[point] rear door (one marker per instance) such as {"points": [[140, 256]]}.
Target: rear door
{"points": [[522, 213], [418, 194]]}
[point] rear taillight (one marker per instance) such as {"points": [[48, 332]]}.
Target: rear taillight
◇ ◇ ◇ ◇ ◇
Exercise prompt: Copy out all of the data above line for line, changing nothing.

Full answer:
[point] rear door (one marker per instance) such as {"points": [[140, 256]]}.
Target: rear door
{"points": [[522, 213], [418, 194]]}
[point] rear taillight (one marker per instance) such as {"points": [[48, 332]]}.
Target: rear taillight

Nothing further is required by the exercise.